Exercise task ::
Can you edit these entries so that "locate a point on" becomes "mark a point on" wherever it appears, and leave everything else unchanged?

Exercise input ::

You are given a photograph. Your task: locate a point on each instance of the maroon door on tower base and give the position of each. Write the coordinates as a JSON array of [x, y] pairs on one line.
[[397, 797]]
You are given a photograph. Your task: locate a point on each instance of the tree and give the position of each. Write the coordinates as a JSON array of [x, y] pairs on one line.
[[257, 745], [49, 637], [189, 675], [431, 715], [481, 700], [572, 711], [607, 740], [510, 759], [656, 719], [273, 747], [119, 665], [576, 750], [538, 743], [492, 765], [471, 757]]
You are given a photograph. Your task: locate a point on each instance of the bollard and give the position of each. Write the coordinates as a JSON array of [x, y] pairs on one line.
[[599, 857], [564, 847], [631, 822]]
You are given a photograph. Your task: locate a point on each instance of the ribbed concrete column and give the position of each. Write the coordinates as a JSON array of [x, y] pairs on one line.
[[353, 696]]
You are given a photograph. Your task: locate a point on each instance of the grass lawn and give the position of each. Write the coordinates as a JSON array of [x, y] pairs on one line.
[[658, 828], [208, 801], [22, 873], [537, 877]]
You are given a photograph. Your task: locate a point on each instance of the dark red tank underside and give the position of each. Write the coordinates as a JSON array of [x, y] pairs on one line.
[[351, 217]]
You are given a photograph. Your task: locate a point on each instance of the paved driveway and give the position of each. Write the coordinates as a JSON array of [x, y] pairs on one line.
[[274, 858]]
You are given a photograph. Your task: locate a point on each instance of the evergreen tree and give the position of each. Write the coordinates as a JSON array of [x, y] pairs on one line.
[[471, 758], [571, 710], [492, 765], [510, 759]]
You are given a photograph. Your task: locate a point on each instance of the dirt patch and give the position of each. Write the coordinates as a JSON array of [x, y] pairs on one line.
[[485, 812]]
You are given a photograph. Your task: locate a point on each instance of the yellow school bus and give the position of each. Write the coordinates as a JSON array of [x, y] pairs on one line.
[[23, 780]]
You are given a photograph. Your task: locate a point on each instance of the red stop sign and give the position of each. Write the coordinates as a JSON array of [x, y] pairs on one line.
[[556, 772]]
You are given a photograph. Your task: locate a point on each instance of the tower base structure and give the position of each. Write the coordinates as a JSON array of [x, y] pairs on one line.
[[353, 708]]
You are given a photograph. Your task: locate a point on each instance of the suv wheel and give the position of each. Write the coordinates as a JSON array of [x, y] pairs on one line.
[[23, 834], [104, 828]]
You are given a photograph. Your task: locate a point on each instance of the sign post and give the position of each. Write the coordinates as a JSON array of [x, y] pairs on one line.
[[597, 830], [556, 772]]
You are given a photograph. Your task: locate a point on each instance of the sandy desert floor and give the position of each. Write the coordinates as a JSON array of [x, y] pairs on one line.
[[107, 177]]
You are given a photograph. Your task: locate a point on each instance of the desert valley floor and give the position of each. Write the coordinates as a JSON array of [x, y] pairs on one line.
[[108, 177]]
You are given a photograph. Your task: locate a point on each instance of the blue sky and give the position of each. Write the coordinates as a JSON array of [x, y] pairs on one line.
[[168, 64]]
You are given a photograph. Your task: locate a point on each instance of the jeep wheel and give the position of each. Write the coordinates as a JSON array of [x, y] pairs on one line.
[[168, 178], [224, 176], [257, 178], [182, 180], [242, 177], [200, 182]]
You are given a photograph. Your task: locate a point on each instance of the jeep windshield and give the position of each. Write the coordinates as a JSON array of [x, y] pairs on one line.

Exercise response ::
You are given a photograph. Your task: mark a point on each instance of the maroon door on tower base and give the position of each. Write the coordinates as a JSON array of [x, y] pairs on one line.
[[397, 797]]
You are given a photograph. Your task: mark a point on each instance of the tree and give the position of each. Write the coordinates as a JSON array of [x, y] pairs on one line.
[[257, 745], [49, 637], [189, 675], [431, 715], [481, 700], [572, 711], [607, 740], [510, 759], [656, 719], [273, 747], [119, 665], [576, 750], [538, 743], [492, 765], [471, 757]]
You are given a photograph. Your task: mark a point on each instance of the bollard and give the position of each. Write the coordinates as a JSON array of [x, y] pairs on one line.
[[599, 857], [564, 847], [631, 822]]
You are given a photograph. Your task: mark a point on each instance of the ribbed concrete column and give the position of each. Write the coordinates as a JSON array of [x, y] pairs on one line.
[[353, 696]]
You are given a photograph. Your task: mark a point on each instance of the grass lawn and give the position of each. Write the coordinates as a JSON array of [x, y] pairs on one line.
[[658, 828], [208, 801], [22, 873], [537, 877]]
You are given a photograph. Your task: mark a point on each instance of the dark red tank underside and give the position of each. Write the coordinates as a JSON array of [x, y] pairs on one line.
[[351, 217]]
You are given a photograph. Your task: mark a point on each instance of the paved driveway and give the position of each. Write the coordinates as a JSON array of [x, y] pairs on one line.
[[274, 858]]
You are given a photograph. Your task: mark a point on each instance of the evergreen tree and give the position of each. Write the coordinates as a JSON array of [x, y] pairs on one line.
[[471, 758], [571, 710], [492, 765], [510, 759]]
You are given a photograph. Your task: mark a point on each instance of the dirt patch and give the position of each. Write the coordinates as a JSON array of [x, y] pairs on one line.
[[485, 812]]
You are given a photograph. Your task: mark a point on each instance of the yellow school bus and give the position of each. Write the coordinates as a JSON array of [x, y] pairs on one line.
[[23, 780]]
You are given a photograph. Your task: mark a point on each instance of the red stop sign and give the position of each. Write the coordinates as a JSON array of [x, y] pairs on one line.
[[556, 772]]
You are given a photograph. Your task: mark a point on each instance of the tower base structure and give the position of each. Write the coordinates as a JSON array of [x, y] pairs on one line.
[[353, 708]]
You are given a photograph. Your task: mark a point on each instance of the suv wheel and give the position of each. Write the coordinates as a JSON array of [x, y] pairs on one line.
[[23, 834], [104, 828]]
You are given a photograph. Your task: mark a point on each instance of the sign post and give the position of each. Write the coordinates as a JSON array of [x, y] pairs on one line.
[[597, 830], [556, 772]]
You are given a photograph. Your task: mark a point on each instance of the sandy desert floor and give the position of each. Write the coordinates as a JSON array of [x, y] pairs on one line.
[[107, 177]]
You are given a photograph. Your task: mark a point on each instance of the desert valley floor and give the position of each. Write the coordinates as a JSON array of [x, y] pairs on one line.
[[108, 177]]
You are given a photograph. Your task: mark a point on each instance of the blue sky and give the position of each. Write the coordinates as a JSON array of [x, y] pairs on one line.
[[168, 64]]
You are given a photograph. Your task: mark a point on each instance of the jeep wheel and give the position of each. Write the coordinates as a JSON array of [x, y] pairs on one line.
[[168, 178], [224, 176], [257, 178], [182, 180], [242, 177], [200, 182]]
You are given a photograph. Your task: mark a point on each instance of the jeep windshield and give the position of each. Write the coordinates as a JSON array of [x, y] pairs on one line.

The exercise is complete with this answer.